## [REQUIRED WORK]
1. Reproduce the ETF tracking difference article, starting with "March 14, 2014" and going on through "large tracking differences.".
2. Pick up the article on ETF tracking differences after its final sentence and keep writing it.

Join our community of smart investors

Beware ETFs with big tracking differences

Not all exchange traded funds are good at tracking their benchmarks. We show you how to identify which are spot on the ball or way off the mark.
March 14, 2014

Thousands of exchange traded fund (ETF) and tracker fund investors are being short-changed as a result of additional and sometimes unexplained costs, collectively known as 'tracking difference'.

Tracking difference is the long-term gap created when an ETF or a tracker fund either over or underperforms its benchmark index. The average tracking difference for ETFs ranges from about 4 to 21 basis points a year, according to data provider Morningstar (1 basis point = 0.01 per cent). Last year it reported average tracking difference was getting smaller, but Investors Chronicle research has found a number of popular funds with abnormally large tracking differences.

Some passive funds have much wider tracking differences than others, which means it’s important to check tracking difference when choosing a fund. Big tracking differences are more common in exotic markets as the benchmarks are harder to track. Emerging markets indices, for example, are very complex (spread across many time zones, there are different tax rules and many of the countries are illiquid and therefore difficult to buy and sell in.)

The tracking difference on the iShares JP Morgan Emerging Market Bond ETF (EMBE) is particularly wide. Since 2009, tracking difference figures show investors have achieved returns that are 8.20 per cent below the benchmark index - showing a true cost of well over 1 per cent a year.

But this doesn’t mean you can get complacent if you’re investing in markets closer to home, according to Peter Sleep, ETF specialist at Seven Investment Management, as there are some exceptions.

Investors who bought iShare’s FTSE 100 Income ETF (ISF) in 2009, for example, would by now have paid 4.36 per cent out of their returns, its tracking difference indicates (according to figures from Bloomberg). The ETF’s total expense ratio (0.4 per cent a year) makes up less than half of these costs, showing the importance of looking beyond just the basic charges of UK funds.

The largest single contributor to tracking difference is fees, with Morningstar research showing that charges account for over 50 per cent of tracking difference. Other sources of tracking difference include withholding tax, particularly in Europe, the costs of rebalancing the components to reflect the benchmark being tracked and cash received from dividends - known as 'cash drag'.

So, particularly if you're a long-term investor, tracking difference is as important as the fees you pay to be in the fund. You won't know the total costs of buying it if you can't see the tracking difference, so, in other words, checking tracking difference is essential.

## [STORED ROWS]

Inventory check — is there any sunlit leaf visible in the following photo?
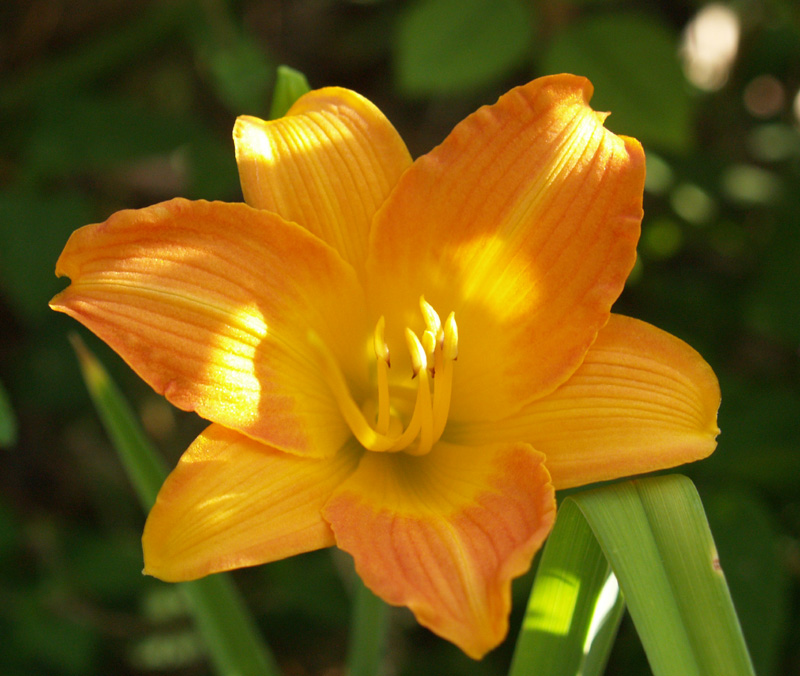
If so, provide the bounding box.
[269,66,311,120]
[73,338,279,676]
[541,12,693,150]
[511,475,753,676]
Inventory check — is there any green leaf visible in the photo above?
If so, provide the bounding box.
[541,12,693,151]
[269,66,311,120]
[72,337,280,676]
[580,475,753,676]
[393,0,533,96]
[509,496,625,676]
[512,475,754,676]
[0,382,17,448]
[703,486,797,676]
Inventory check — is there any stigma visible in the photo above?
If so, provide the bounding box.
[316,297,458,455]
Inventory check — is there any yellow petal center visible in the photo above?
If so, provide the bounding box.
[309,297,458,455]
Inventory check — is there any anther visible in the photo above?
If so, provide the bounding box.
[372,315,392,366]
[442,312,458,361]
[419,296,442,344]
[372,317,391,434]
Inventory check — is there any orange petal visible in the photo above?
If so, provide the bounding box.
[323,443,555,659]
[367,75,645,420]
[447,315,720,489]
[233,87,411,278]
[51,199,369,456]
[142,425,358,582]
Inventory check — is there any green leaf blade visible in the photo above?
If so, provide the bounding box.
[509,496,624,676]
[568,475,754,676]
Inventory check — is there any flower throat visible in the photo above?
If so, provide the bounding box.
[310,297,458,455]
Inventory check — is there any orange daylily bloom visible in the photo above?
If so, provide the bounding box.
[51,75,719,658]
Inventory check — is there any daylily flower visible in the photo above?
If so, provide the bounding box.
[51,75,719,658]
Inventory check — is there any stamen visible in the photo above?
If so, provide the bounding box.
[422,331,437,378]
[372,317,391,434]
[308,298,458,455]
[406,328,428,378]
[308,331,394,451]
[419,296,442,344]
[433,312,458,443]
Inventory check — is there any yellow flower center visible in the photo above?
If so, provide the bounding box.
[311,298,458,455]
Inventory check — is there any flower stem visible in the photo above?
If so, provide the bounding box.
[346,576,389,676]
[71,336,280,676]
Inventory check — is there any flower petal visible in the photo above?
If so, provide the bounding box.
[142,425,358,582]
[323,443,555,658]
[447,315,720,489]
[233,87,411,271]
[51,199,369,456]
[368,75,644,420]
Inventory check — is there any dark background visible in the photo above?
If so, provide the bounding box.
[0,0,800,676]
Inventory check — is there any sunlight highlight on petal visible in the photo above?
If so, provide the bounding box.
[233,87,411,272]
[142,425,359,582]
[323,443,555,658]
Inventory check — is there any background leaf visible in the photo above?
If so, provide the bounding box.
[542,13,693,151]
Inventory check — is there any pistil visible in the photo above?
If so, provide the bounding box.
[309,298,458,455]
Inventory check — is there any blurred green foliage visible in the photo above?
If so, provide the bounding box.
[0,0,800,676]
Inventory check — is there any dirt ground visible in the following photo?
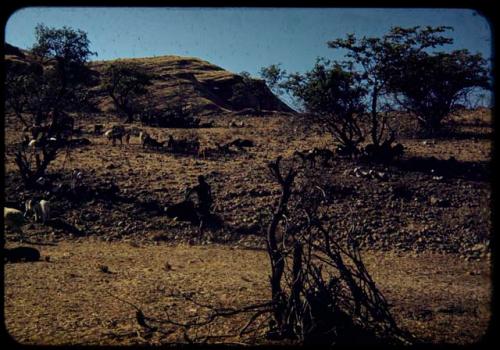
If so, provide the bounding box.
[5,239,491,345]
[4,110,492,345]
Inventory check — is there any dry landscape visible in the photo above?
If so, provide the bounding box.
[4,109,492,345]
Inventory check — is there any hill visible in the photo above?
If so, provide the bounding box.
[5,44,294,115]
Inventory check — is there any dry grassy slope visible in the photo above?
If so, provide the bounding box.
[5,45,293,115]
[4,240,491,345]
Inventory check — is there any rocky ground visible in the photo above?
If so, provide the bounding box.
[5,110,492,344]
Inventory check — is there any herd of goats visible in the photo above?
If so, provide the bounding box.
[4,117,403,252]
[4,117,254,245]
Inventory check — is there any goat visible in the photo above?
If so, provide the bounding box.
[94,124,104,135]
[104,129,123,146]
[199,120,214,128]
[229,138,254,148]
[229,119,245,128]
[312,147,335,166]
[4,247,40,263]
[3,207,26,240]
[34,199,50,224]
[293,150,316,165]
[23,199,36,218]
[142,136,165,150]
[139,131,150,145]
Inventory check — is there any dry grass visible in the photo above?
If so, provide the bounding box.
[5,109,491,345]
[5,240,491,345]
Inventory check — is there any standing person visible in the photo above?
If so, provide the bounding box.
[185,175,213,235]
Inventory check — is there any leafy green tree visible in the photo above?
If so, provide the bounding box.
[102,61,154,123]
[5,24,96,186]
[328,26,487,135]
[259,63,286,95]
[328,27,458,147]
[385,27,491,133]
[281,60,365,154]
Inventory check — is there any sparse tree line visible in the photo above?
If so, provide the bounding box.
[0,25,491,344]
[261,26,491,156]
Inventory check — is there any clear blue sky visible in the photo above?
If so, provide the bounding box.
[5,7,492,104]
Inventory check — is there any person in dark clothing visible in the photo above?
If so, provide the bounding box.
[185,175,213,232]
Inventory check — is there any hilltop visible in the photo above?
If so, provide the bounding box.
[5,44,294,115]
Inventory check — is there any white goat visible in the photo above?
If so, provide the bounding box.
[35,199,50,224]
[3,207,26,239]
[24,199,37,218]
[139,131,150,144]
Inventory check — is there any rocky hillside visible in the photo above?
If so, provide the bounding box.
[5,44,294,115]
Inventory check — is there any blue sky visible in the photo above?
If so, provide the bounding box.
[5,7,492,104]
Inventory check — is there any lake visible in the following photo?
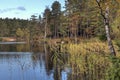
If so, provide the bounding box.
[0,42,68,80]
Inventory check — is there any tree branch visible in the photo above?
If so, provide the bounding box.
[96,0,106,19]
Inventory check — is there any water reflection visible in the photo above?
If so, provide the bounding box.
[0,44,67,80]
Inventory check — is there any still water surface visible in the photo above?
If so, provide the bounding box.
[0,43,67,80]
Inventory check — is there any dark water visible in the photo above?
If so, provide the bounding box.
[0,43,68,80]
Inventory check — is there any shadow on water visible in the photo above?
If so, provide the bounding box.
[0,44,68,80]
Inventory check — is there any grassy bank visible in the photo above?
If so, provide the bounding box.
[51,39,120,80]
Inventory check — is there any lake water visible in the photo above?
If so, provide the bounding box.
[0,43,68,80]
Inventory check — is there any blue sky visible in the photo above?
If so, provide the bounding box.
[0,0,64,19]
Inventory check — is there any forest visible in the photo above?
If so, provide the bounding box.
[0,0,120,80]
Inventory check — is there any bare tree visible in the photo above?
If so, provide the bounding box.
[96,0,116,56]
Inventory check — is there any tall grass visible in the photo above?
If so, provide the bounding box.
[50,40,120,80]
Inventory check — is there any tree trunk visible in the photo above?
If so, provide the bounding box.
[44,15,48,41]
[96,0,116,56]
[104,7,116,56]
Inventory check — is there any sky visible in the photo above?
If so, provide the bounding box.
[0,0,64,19]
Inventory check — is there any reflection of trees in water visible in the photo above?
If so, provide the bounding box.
[0,44,16,51]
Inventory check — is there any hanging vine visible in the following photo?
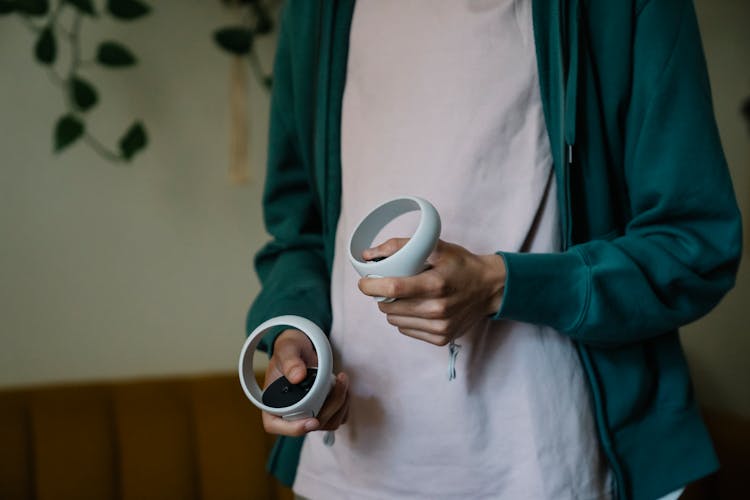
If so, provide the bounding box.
[214,0,278,90]
[0,0,151,163]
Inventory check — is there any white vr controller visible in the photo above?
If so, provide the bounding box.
[239,196,440,420]
[239,315,336,420]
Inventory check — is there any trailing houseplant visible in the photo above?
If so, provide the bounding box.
[0,0,151,163]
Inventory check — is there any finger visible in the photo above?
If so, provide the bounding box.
[378,298,453,319]
[362,238,409,260]
[398,328,451,347]
[318,373,349,428]
[358,269,450,299]
[262,412,320,436]
[273,334,309,384]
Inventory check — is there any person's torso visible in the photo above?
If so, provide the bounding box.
[295,0,608,498]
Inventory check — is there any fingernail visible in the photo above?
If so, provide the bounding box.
[289,366,303,380]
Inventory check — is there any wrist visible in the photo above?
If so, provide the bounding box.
[482,254,506,316]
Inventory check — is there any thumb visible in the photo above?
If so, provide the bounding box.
[362,238,409,260]
[274,339,307,384]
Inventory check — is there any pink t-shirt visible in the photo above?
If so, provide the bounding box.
[294,0,610,500]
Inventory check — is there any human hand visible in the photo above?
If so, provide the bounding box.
[359,238,506,346]
[262,329,349,436]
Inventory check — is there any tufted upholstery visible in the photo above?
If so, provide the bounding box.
[0,375,291,500]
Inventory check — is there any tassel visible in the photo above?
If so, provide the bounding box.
[229,57,251,184]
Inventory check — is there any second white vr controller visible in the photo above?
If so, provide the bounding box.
[348,196,440,290]
[239,196,440,420]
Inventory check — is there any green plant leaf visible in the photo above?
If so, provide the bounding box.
[252,2,273,35]
[119,122,148,160]
[64,0,96,16]
[0,0,16,16]
[13,0,49,16]
[214,26,253,55]
[55,114,84,152]
[107,0,151,21]
[34,26,57,64]
[70,77,99,111]
[96,42,136,67]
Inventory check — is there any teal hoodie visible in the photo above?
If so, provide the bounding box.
[247,0,742,500]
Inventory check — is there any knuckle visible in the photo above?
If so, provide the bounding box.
[430,274,448,295]
[386,280,403,297]
[430,300,448,319]
[435,320,451,335]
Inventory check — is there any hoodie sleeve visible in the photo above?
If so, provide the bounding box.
[496,0,742,345]
[246,7,331,352]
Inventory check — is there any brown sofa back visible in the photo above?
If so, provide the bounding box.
[0,375,291,500]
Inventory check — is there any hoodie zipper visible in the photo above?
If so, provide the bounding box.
[557,0,627,499]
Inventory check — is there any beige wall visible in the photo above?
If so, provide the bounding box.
[0,0,750,414]
[683,0,750,416]
[0,0,272,386]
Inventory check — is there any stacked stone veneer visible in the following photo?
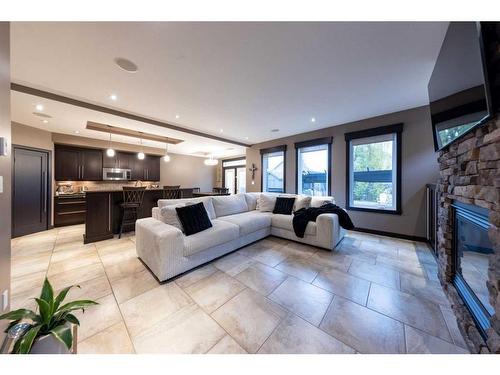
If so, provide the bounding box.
[437,118,500,353]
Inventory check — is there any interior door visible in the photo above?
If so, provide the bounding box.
[236,167,247,193]
[224,168,236,194]
[12,147,50,237]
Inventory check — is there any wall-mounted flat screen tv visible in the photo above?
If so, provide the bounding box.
[428,22,491,151]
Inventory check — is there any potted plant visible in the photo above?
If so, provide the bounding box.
[0,278,97,354]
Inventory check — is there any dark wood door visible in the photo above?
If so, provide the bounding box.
[12,147,50,237]
[80,149,102,181]
[55,145,81,181]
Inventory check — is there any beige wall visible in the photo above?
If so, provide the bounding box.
[247,106,439,237]
[0,22,12,342]
[160,154,217,191]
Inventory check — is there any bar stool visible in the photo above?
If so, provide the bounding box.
[163,185,181,199]
[118,186,146,238]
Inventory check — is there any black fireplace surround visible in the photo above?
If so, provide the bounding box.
[452,201,494,340]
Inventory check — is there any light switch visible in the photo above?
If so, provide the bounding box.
[1,289,9,311]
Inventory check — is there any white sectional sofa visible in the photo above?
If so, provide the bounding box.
[135,193,345,281]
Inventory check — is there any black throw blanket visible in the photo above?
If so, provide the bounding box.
[293,203,354,238]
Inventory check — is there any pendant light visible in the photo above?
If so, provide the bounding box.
[163,143,170,163]
[137,138,146,160]
[204,154,219,166]
[106,132,115,158]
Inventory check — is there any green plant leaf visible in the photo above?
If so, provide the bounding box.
[17,325,42,354]
[0,309,37,320]
[63,313,80,326]
[57,300,98,313]
[50,325,73,350]
[40,278,54,306]
[35,298,52,324]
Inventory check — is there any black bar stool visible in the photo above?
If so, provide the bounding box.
[163,185,181,199]
[118,186,146,238]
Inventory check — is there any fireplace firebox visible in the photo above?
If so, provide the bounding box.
[452,201,495,340]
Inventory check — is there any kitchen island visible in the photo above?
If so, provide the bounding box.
[83,189,163,243]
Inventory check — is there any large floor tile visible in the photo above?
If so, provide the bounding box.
[405,326,468,354]
[207,335,247,354]
[367,284,451,341]
[175,263,217,288]
[269,277,333,326]
[77,322,134,354]
[349,260,400,289]
[75,294,122,341]
[133,305,226,354]
[120,283,193,338]
[235,263,287,296]
[184,271,245,314]
[111,270,158,303]
[212,289,287,353]
[401,274,450,307]
[313,268,370,305]
[320,296,405,353]
[259,314,354,354]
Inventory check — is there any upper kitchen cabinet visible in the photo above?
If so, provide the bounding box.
[55,145,103,181]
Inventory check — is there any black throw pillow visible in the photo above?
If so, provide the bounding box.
[273,197,295,215]
[175,202,212,236]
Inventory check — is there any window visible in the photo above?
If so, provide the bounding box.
[222,158,247,194]
[295,137,332,196]
[260,145,286,193]
[345,124,403,214]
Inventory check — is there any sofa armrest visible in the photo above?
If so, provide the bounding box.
[135,217,184,281]
[316,214,345,250]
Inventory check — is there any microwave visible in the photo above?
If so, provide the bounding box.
[102,168,132,181]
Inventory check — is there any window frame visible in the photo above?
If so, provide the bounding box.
[295,137,333,196]
[344,123,403,215]
[260,145,286,194]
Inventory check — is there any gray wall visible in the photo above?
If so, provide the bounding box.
[160,154,217,191]
[247,106,439,237]
[0,22,11,342]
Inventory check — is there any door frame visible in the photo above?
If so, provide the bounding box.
[10,144,54,238]
[221,156,247,194]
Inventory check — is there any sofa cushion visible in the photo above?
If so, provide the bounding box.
[212,194,248,217]
[273,197,295,215]
[175,202,212,236]
[158,197,216,220]
[271,214,316,236]
[183,219,240,256]
[217,210,272,235]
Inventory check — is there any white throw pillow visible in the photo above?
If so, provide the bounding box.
[257,194,278,212]
[293,195,312,211]
[159,203,186,233]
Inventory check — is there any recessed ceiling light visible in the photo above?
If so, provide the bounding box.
[115,57,139,73]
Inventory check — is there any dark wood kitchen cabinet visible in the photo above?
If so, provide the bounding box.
[55,145,103,181]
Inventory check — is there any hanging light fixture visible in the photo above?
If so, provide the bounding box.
[163,143,170,163]
[106,132,115,158]
[204,154,219,166]
[137,138,146,160]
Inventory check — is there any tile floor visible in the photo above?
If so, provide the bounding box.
[8,225,467,353]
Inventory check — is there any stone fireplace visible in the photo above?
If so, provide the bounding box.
[437,118,500,353]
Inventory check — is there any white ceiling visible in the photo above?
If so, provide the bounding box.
[11,22,448,156]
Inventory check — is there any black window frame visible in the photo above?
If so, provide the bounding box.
[344,123,403,215]
[295,137,333,196]
[260,145,287,193]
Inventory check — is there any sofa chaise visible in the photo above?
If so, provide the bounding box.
[135,193,345,282]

## [ANSWERS TO EACH TASK]
1.
March 14, 2014

Thousands of exchange traded fund (ETF) and tracker fund investors are being short-changed as a result of additional and sometimes unexplained costs, collectively known as 'tracking difference'.

Tracking difference is the long-term gap created when an ETF or a tracker fund either over or underperforms its benchmark index. The average tracking difference for ETFs ranges from about 4 to 21 basis points a year, according to data provider Morningstar (1 basis point = 0.01 per cent). Last year it reported average tracking difference was getting smaller, but Investors Chronicle research has found a number of popular funds with abnormally large tracking differences.

2.
How is tracking difference different to tracking error?

Don't confuse tracking difference with tracking error (sometimes shown on an ETF's fact sheet), which most investors don't understand properly. Tracking error measures how much the difference in the index performance and the fund performance fluctuates over time. However, tracking error measurements can have no bearing on actual investor experience. For example, if an ETF missed its mark by 0.05 per cent day in, day out, the tracking error would be zero. But if that index had stayed flat for a year you would have lost out by 12 per cent. What most investors care about is long-term buy-and-hold returns, and for these investors tracking difference is the measure to watch.

Many ETF providers disclose tracking difference figures in their fact sheets, but not all of them are so transparent. Fresh Morningstar research reveals that ETFs are generally succeeding in reducing tracking difference, but there are some exceptions.

 

Why do some ETFs have positive tracking differences?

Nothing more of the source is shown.